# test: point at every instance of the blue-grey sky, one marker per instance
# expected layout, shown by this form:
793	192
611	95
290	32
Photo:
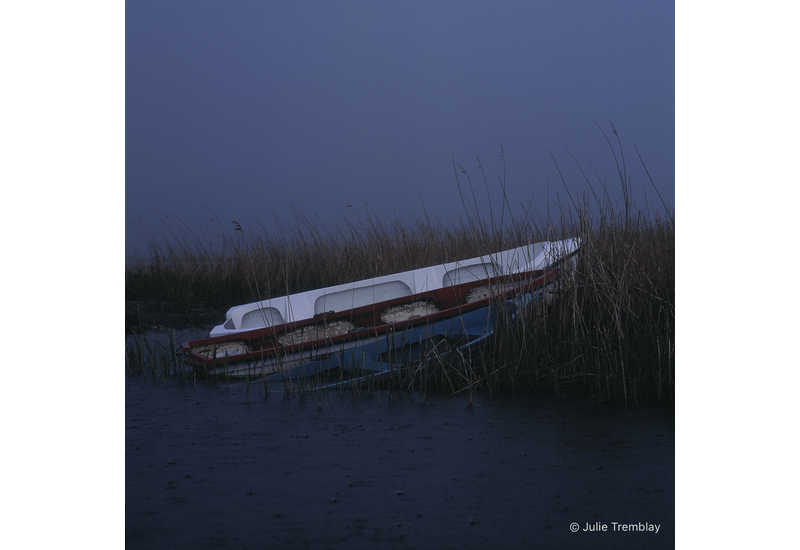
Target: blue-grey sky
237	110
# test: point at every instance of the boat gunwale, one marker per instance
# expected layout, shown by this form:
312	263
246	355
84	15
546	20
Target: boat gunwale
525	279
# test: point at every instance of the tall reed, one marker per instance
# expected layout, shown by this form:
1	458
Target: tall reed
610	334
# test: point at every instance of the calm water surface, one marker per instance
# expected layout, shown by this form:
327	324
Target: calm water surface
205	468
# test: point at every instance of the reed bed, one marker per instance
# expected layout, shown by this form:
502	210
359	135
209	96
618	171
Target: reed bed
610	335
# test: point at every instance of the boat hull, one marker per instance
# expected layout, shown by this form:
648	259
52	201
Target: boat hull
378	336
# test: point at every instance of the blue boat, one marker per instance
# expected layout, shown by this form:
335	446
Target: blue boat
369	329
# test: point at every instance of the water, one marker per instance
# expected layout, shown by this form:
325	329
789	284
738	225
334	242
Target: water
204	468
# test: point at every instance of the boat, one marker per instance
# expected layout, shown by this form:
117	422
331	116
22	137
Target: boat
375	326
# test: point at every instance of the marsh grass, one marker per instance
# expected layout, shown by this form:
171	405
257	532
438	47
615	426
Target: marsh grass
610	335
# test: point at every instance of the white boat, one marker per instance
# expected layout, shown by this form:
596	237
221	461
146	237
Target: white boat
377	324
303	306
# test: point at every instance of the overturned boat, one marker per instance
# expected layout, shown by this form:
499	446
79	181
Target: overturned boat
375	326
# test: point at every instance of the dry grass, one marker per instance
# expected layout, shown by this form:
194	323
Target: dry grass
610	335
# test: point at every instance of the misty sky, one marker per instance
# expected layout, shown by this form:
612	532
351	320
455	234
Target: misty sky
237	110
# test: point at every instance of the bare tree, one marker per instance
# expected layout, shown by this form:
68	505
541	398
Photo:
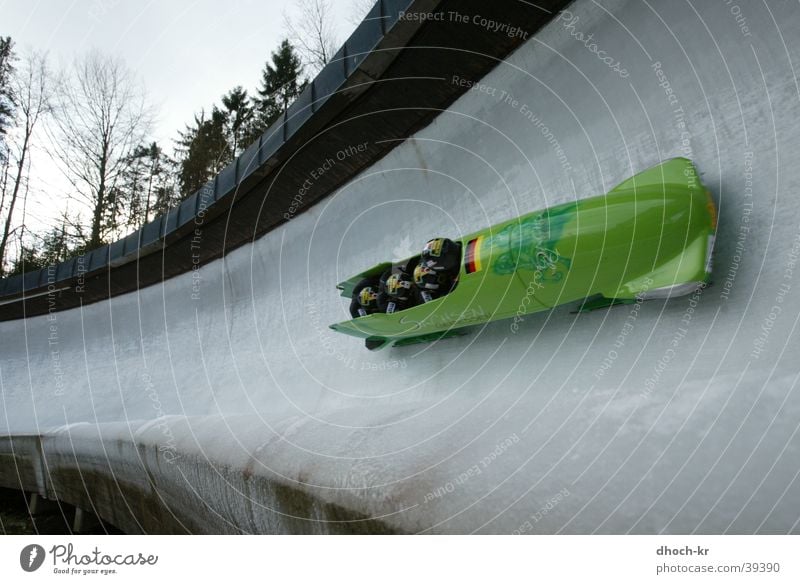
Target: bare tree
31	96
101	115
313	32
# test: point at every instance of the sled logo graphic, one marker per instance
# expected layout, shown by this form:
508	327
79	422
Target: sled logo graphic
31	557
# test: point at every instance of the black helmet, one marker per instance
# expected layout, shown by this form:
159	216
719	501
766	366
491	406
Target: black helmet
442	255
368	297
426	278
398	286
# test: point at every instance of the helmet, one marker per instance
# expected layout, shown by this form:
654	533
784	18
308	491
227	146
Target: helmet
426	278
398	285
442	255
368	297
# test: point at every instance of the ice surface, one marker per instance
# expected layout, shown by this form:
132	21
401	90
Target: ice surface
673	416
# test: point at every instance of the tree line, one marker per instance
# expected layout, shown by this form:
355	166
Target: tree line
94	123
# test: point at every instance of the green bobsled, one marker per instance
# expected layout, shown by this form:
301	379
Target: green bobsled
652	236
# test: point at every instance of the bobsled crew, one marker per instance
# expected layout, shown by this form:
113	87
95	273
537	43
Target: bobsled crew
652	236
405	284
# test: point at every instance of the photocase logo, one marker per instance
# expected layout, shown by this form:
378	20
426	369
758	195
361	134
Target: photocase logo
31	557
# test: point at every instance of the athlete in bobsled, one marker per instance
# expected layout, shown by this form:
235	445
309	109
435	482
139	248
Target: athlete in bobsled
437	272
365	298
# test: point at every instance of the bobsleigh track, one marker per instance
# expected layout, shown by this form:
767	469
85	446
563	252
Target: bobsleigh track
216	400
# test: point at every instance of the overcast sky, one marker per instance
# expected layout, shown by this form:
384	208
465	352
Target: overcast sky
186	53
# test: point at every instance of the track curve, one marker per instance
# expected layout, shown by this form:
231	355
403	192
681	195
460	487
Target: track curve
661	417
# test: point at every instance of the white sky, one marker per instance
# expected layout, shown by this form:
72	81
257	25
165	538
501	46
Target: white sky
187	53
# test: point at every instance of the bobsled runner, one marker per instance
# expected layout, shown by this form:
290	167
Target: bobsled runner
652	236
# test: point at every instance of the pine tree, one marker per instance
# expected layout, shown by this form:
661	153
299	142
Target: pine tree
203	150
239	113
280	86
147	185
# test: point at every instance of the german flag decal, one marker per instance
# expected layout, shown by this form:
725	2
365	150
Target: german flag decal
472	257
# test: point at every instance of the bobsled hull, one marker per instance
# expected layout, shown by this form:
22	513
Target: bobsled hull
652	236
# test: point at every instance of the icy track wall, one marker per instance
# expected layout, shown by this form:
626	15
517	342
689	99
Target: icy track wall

..............................

TASK STATEMENT: Set down nothing but the lines from the one with "# test: point at every instance of the german" through the end of the records, keeping each line exactly as written and including both ends.

REPLY:
# test: point at every instance of the german flag decal, one marker per instance
# expected layout, shown by this form:
725	2
365	150
Target: german flag decal
472	257
# test: point at every instance of the bobsled hull, one marker per instance
# expected layout, shown by this form:
22	513
Target: bobsled hull
652	236
# test: point at every instance of the icy track wall, one marker per instance
# expected layout, shown by this form:
626	15
517	342
689	99
Target: icy track wall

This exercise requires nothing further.